### [BRIEF]
Set down the data below in full, exactly as it reads, but without the pictures.

◇ ◇ ◇ ◇ ◇ ◇ ◇

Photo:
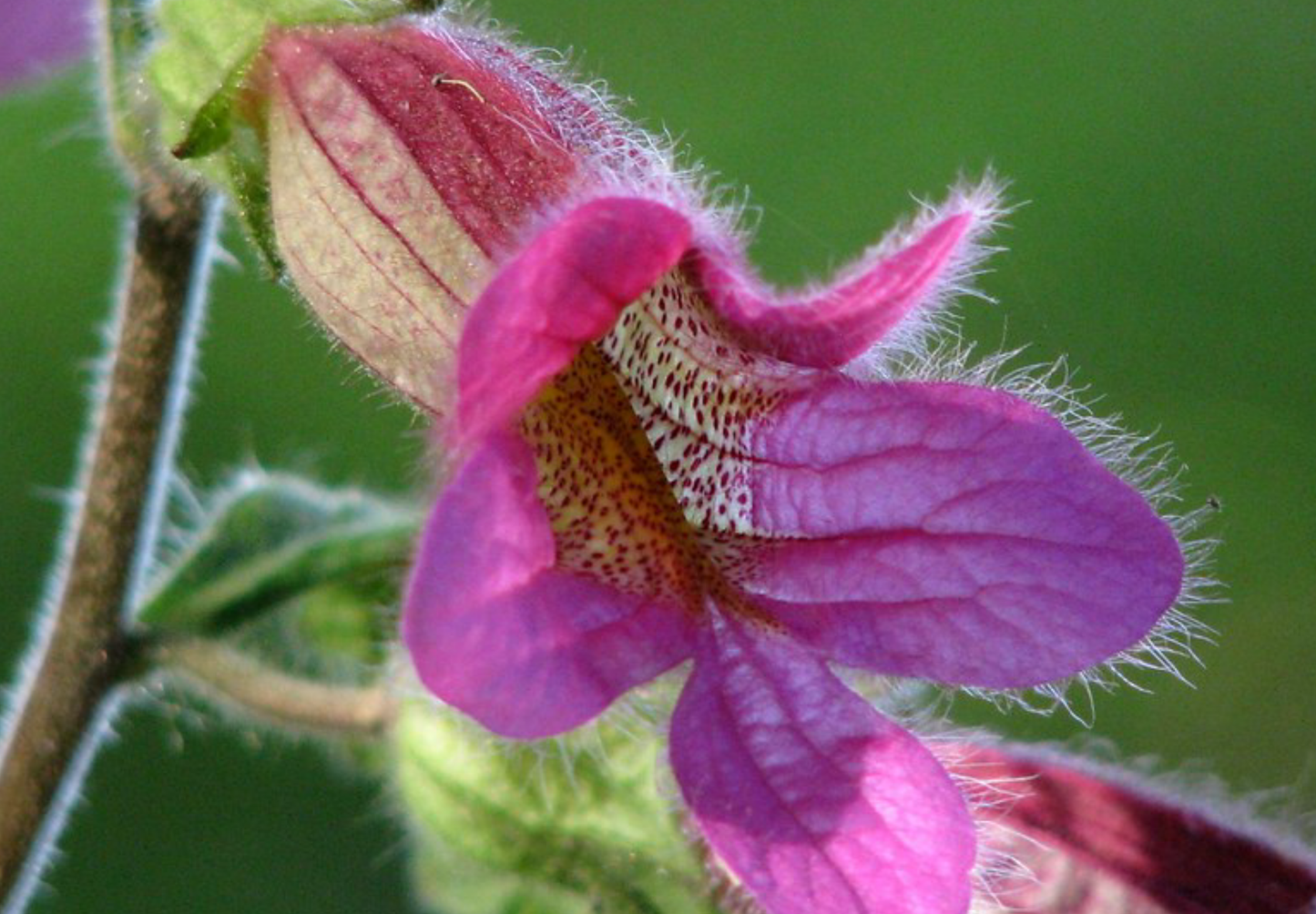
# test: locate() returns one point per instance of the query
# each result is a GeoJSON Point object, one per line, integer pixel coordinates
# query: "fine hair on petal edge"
{"type": "Point", "coordinates": [1145, 464]}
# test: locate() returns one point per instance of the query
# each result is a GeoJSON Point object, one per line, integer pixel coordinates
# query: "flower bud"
{"type": "Point", "coordinates": [403, 162]}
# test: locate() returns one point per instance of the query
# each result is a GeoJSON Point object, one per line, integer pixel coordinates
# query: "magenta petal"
{"type": "Point", "coordinates": [41, 35]}
{"type": "Point", "coordinates": [561, 292]}
{"type": "Point", "coordinates": [952, 533]}
{"type": "Point", "coordinates": [813, 800]}
{"type": "Point", "coordinates": [502, 635]}
{"type": "Point", "coordinates": [833, 326]}
{"type": "Point", "coordinates": [1094, 838]}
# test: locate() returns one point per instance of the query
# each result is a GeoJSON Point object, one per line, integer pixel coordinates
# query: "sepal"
{"type": "Point", "coordinates": [570, 828]}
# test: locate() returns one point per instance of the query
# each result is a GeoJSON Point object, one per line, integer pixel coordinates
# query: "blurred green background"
{"type": "Point", "coordinates": [1168, 158]}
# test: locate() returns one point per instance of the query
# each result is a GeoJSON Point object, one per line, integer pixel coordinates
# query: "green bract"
{"type": "Point", "coordinates": [573, 826]}
{"type": "Point", "coordinates": [198, 68]}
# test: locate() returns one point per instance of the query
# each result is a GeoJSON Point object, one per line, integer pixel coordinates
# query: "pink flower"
{"type": "Point", "coordinates": [40, 35]}
{"type": "Point", "coordinates": [1087, 838]}
{"type": "Point", "coordinates": [657, 459]}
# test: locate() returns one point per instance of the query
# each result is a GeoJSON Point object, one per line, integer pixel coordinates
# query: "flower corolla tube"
{"type": "Point", "coordinates": [656, 459]}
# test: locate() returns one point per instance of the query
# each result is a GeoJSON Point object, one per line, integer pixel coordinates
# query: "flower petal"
{"type": "Point", "coordinates": [813, 800]}
{"type": "Point", "coordinates": [948, 532]}
{"type": "Point", "coordinates": [562, 290]}
{"type": "Point", "coordinates": [1095, 839]}
{"type": "Point", "coordinates": [831, 326]}
{"type": "Point", "coordinates": [497, 630]}
{"type": "Point", "coordinates": [40, 36]}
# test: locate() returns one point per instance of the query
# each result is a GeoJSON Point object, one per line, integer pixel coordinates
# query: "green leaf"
{"type": "Point", "coordinates": [269, 538]}
{"type": "Point", "coordinates": [568, 826]}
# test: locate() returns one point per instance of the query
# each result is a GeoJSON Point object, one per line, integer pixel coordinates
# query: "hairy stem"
{"type": "Point", "coordinates": [77, 653]}
{"type": "Point", "coordinates": [240, 682]}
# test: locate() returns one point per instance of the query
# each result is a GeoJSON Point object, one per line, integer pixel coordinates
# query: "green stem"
{"type": "Point", "coordinates": [77, 651]}
{"type": "Point", "coordinates": [77, 656]}
{"type": "Point", "coordinates": [241, 683]}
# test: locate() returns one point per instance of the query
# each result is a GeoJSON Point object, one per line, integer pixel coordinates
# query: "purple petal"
{"type": "Point", "coordinates": [40, 35]}
{"type": "Point", "coordinates": [813, 800]}
{"type": "Point", "coordinates": [1097, 839]}
{"type": "Point", "coordinates": [496, 630]}
{"type": "Point", "coordinates": [561, 292]}
{"type": "Point", "coordinates": [952, 533]}
{"type": "Point", "coordinates": [837, 324]}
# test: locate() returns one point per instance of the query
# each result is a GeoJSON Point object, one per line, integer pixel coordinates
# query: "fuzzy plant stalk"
{"type": "Point", "coordinates": [80, 647]}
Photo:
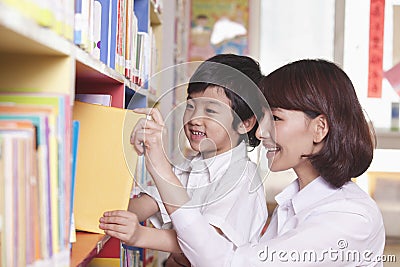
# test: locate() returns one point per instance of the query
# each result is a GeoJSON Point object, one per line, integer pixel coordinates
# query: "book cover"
{"type": "Point", "coordinates": [100, 99]}
{"type": "Point", "coordinates": [113, 33]}
{"type": "Point", "coordinates": [18, 138]}
{"type": "Point", "coordinates": [40, 118]}
{"type": "Point", "coordinates": [74, 152]}
{"type": "Point", "coordinates": [60, 159]}
{"type": "Point", "coordinates": [105, 162]}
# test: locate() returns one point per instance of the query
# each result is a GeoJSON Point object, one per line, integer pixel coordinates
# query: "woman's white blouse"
{"type": "Point", "coordinates": [317, 226]}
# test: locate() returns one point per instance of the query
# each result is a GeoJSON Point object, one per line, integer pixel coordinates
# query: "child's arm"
{"type": "Point", "coordinates": [143, 206]}
{"type": "Point", "coordinates": [125, 226]}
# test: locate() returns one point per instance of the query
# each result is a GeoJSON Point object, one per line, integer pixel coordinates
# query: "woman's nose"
{"type": "Point", "coordinates": [196, 117]}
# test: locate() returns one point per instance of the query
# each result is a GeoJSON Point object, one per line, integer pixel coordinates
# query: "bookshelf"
{"type": "Point", "coordinates": [37, 58]}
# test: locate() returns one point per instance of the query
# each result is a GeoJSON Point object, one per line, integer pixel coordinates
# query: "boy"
{"type": "Point", "coordinates": [218, 123]}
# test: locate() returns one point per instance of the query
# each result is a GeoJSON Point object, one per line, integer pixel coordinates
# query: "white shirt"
{"type": "Point", "coordinates": [317, 226]}
{"type": "Point", "coordinates": [227, 192]}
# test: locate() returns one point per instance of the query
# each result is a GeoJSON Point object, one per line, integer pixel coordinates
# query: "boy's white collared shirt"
{"type": "Point", "coordinates": [220, 188]}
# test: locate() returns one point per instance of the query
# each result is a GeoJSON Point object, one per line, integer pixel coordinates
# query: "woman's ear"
{"type": "Point", "coordinates": [246, 125]}
{"type": "Point", "coordinates": [321, 128]}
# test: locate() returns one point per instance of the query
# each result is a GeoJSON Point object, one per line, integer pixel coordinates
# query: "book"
{"type": "Point", "coordinates": [100, 99]}
{"type": "Point", "coordinates": [105, 162]}
{"type": "Point", "coordinates": [74, 152]}
{"type": "Point", "coordinates": [113, 34]}
{"type": "Point", "coordinates": [18, 139]}
{"type": "Point", "coordinates": [59, 158]}
{"type": "Point", "coordinates": [42, 118]}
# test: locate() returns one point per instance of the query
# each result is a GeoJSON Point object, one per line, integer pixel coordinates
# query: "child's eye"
{"type": "Point", "coordinates": [189, 106]}
{"type": "Point", "coordinates": [276, 118]}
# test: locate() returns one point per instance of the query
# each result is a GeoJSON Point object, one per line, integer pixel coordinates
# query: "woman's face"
{"type": "Point", "coordinates": [293, 138]}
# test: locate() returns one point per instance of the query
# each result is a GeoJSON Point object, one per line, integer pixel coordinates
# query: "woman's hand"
{"type": "Point", "coordinates": [123, 225]}
{"type": "Point", "coordinates": [147, 138]}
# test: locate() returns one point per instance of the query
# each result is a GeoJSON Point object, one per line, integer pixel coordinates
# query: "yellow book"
{"type": "Point", "coordinates": [104, 262]}
{"type": "Point", "coordinates": [105, 163]}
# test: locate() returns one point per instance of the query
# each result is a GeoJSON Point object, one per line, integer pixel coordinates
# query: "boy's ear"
{"type": "Point", "coordinates": [321, 128]}
{"type": "Point", "coordinates": [247, 125]}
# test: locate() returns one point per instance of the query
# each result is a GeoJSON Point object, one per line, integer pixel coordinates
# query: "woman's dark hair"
{"type": "Point", "coordinates": [320, 87]}
{"type": "Point", "coordinates": [239, 77]}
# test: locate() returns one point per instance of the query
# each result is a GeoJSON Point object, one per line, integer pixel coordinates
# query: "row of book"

◇ ◇ ◇ ◇ ◇ ◇ ◇

### [OUTPUT FOR THIS TASK]
Photo:
# test: locate() returns one point per instance of the query
# each result is a GeoJSON Point object, one per line, integer pixel coordinates
# query: "fine hair on petal edge"
{"type": "Point", "coordinates": [1145, 464]}
# test: locate() returns one point per instance of the query
# each result is a GeoJSON Point object, one per line, integer pixel coordinates
# query: "flower bud"
{"type": "Point", "coordinates": [403, 162]}
# test: locate() returns one point per instance of the query
# each result is a GeoJSON Point object, one per line, integer pixel coordinates
# query: "magenta petal"
{"type": "Point", "coordinates": [41, 35]}
{"type": "Point", "coordinates": [561, 292]}
{"type": "Point", "coordinates": [952, 533]}
{"type": "Point", "coordinates": [813, 800]}
{"type": "Point", "coordinates": [502, 635]}
{"type": "Point", "coordinates": [833, 326]}
{"type": "Point", "coordinates": [1094, 838]}
# test: locate() returns one point per instance of the query
# each result is a GeoJSON Point object, one per line, integer pixel coordinates
# query: "sepal"
{"type": "Point", "coordinates": [570, 828]}
# test: locate() returns one point per instance of the query
# each result is a GeoJSON Point object, one per line, integer pixel coordinates
# query: "blurred green background"
{"type": "Point", "coordinates": [1168, 158]}
# test: locate() returns one point per instance of the query
# each result is a GeoJSON Point object, one per line, integer pixel coordinates
# query: "green bract"
{"type": "Point", "coordinates": [573, 826]}
{"type": "Point", "coordinates": [198, 68]}
# test: locate() returns one point per instance of the query
# each result is a GeoJSON Point object, one per line, integer pixel coordinates
# query: "pink flower"
{"type": "Point", "coordinates": [40, 35]}
{"type": "Point", "coordinates": [1087, 838]}
{"type": "Point", "coordinates": [657, 459]}
# test: locate() returns one point per instance of the query
# each result is a GeoJSON Point object, one per line, integer pixel coordinates
# query: "flower corolla tube"
{"type": "Point", "coordinates": [656, 459]}
# test: locate() returns one point per instance of the query
# each result is a GeoJSON Point object, one per line, integer pixel coordinates
# query: "flower petal"
{"type": "Point", "coordinates": [813, 800]}
{"type": "Point", "coordinates": [948, 532]}
{"type": "Point", "coordinates": [562, 290]}
{"type": "Point", "coordinates": [1095, 839]}
{"type": "Point", "coordinates": [831, 326]}
{"type": "Point", "coordinates": [497, 630]}
{"type": "Point", "coordinates": [40, 36]}
# test: locate() returns one point per instance of the query
# each result is a GeoJSON Point object, one per line, integer pixel coordinates
# query: "green leaf"
{"type": "Point", "coordinates": [269, 538]}
{"type": "Point", "coordinates": [568, 826]}
# test: locate() returns one point per instance of the query
# each result is a GeoJSON Point object, one per line, integer pixel coordinates
# query: "hairy stem"
{"type": "Point", "coordinates": [77, 653]}
{"type": "Point", "coordinates": [240, 682]}
# test: locate() returns one point per instance of the query
# each result is a GeoJSON Point object, one per line, integer pixel coordinates
# query: "green stem"
{"type": "Point", "coordinates": [77, 651]}
{"type": "Point", "coordinates": [77, 656]}
{"type": "Point", "coordinates": [241, 683]}
# test: locate() returns one point per instance of the query
# each result is a GeoJSON Point object, one per line, integer pixel coordinates
# query: "purple petal"
{"type": "Point", "coordinates": [40, 35]}
{"type": "Point", "coordinates": [813, 800]}
{"type": "Point", "coordinates": [1097, 839]}
{"type": "Point", "coordinates": [496, 630]}
{"type": "Point", "coordinates": [561, 292]}
{"type": "Point", "coordinates": [952, 533]}
{"type": "Point", "coordinates": [837, 324]}
# test: locate() returns one point per instance of the query
# each result is a GeoJSON Point object, one per line, integer pixel coordinates
# query: "fuzzy plant stalk"
{"type": "Point", "coordinates": [80, 647]}
Photo:
# test: locate() returns one point per instance of the query
# each result is a GeoJSON Point object, one per line, integer pixel coordinates
# query: "book cover"
{"type": "Point", "coordinates": [100, 99]}
{"type": "Point", "coordinates": [113, 33]}
{"type": "Point", "coordinates": [18, 138]}
{"type": "Point", "coordinates": [40, 118]}
{"type": "Point", "coordinates": [74, 152]}
{"type": "Point", "coordinates": [60, 159]}
{"type": "Point", "coordinates": [105, 162]}
# test: locate() returns one point per instance of the query
# each result is a GeoJSON Point object, one per line, integer pixel coordinates
# query: "woman's white blouse"
{"type": "Point", "coordinates": [317, 226]}
# test: locate() returns one point per instance of the query
# each result is a GeoJSON Point object, one per line, integer pixel coordinates
# query: "child's arm"
{"type": "Point", "coordinates": [143, 206]}
{"type": "Point", "coordinates": [125, 226]}
# test: locate() returns one point per instance of the query
# each result is a GeoJSON Point object, one per line, integer pixel coordinates
# query: "woman's nose"
{"type": "Point", "coordinates": [196, 117]}
# test: locate() returns one point per instance of the query
# each result is a GeoJSON Point object, one per line, integer pixel coordinates
# query: "bookshelf"
{"type": "Point", "coordinates": [37, 58]}
# test: locate() returns one point per instance of the query
# each result is a GeoJSON Point object, one per line, integer pixel coordinates
# query: "boy"
{"type": "Point", "coordinates": [218, 123]}
# test: locate() returns one point per instance of the query
# each result is a GeoJSON Point object, one per line, integer pixel coordinates
# query: "white shirt"
{"type": "Point", "coordinates": [317, 226]}
{"type": "Point", "coordinates": [227, 192]}
# test: locate() returns one point per instance of the query
# each result is a GeoJSON Point object, one per line, integer pixel coordinates
# query: "boy's white collared shirt"
{"type": "Point", "coordinates": [220, 188]}
# test: locate() returns one point per instance of the query
# each result is a GeoJSON Point object, one per line, integer pixel coordinates
# query: "woman's ear"
{"type": "Point", "coordinates": [246, 125]}
{"type": "Point", "coordinates": [321, 128]}
# test: locate() returns one point per instance of the query
# each result is a GeoJSON Point object, one per line, integer pixel coordinates
# query: "book"
{"type": "Point", "coordinates": [100, 99]}
{"type": "Point", "coordinates": [105, 162]}
{"type": "Point", "coordinates": [74, 152]}
{"type": "Point", "coordinates": [113, 34]}
{"type": "Point", "coordinates": [18, 139]}
{"type": "Point", "coordinates": [59, 158]}
{"type": "Point", "coordinates": [42, 118]}
# test: locate() returns one point per instance of the query
# each result is a GeoJSON Point object, one per line, integer pixel coordinates
# query: "child's eye"
{"type": "Point", "coordinates": [189, 106]}
{"type": "Point", "coordinates": [276, 118]}
# test: locate() returns one point per instance of the query
# each result is a GeoJSON Point object, one per line, integer pixel coordinates
# query: "woman's face"
{"type": "Point", "coordinates": [293, 138]}
# test: locate() returns one point per instance of the query
# each result is a GeoJSON Point object, one per line, integer pixel coordinates
# query: "woman's hand"
{"type": "Point", "coordinates": [123, 225]}
{"type": "Point", "coordinates": [147, 138]}
# test: locate() returns one point per instance of the query
# each result is a GeoJSON Point object, one per line, integer pixel coordinates
# query: "yellow book"
{"type": "Point", "coordinates": [104, 262]}
{"type": "Point", "coordinates": [105, 163]}
# test: locate() returns one point per instance of the query
# each result is a GeoJSON Point object, one per line, integer pixel coordinates
# query: "boy's ear"
{"type": "Point", "coordinates": [321, 128]}
{"type": "Point", "coordinates": [247, 125]}
# test: locate() returns one point per instance of the query
# each result is a GeoJSON Point object, one per line, integer pixel coordinates
# query: "woman's dark hair"
{"type": "Point", "coordinates": [320, 87]}
{"type": "Point", "coordinates": [239, 77]}
# test: locate() returns one point per instance of the query
# each result is a GeoJSON Point object, one per line, integer pixel coordinates
# query: "row of book"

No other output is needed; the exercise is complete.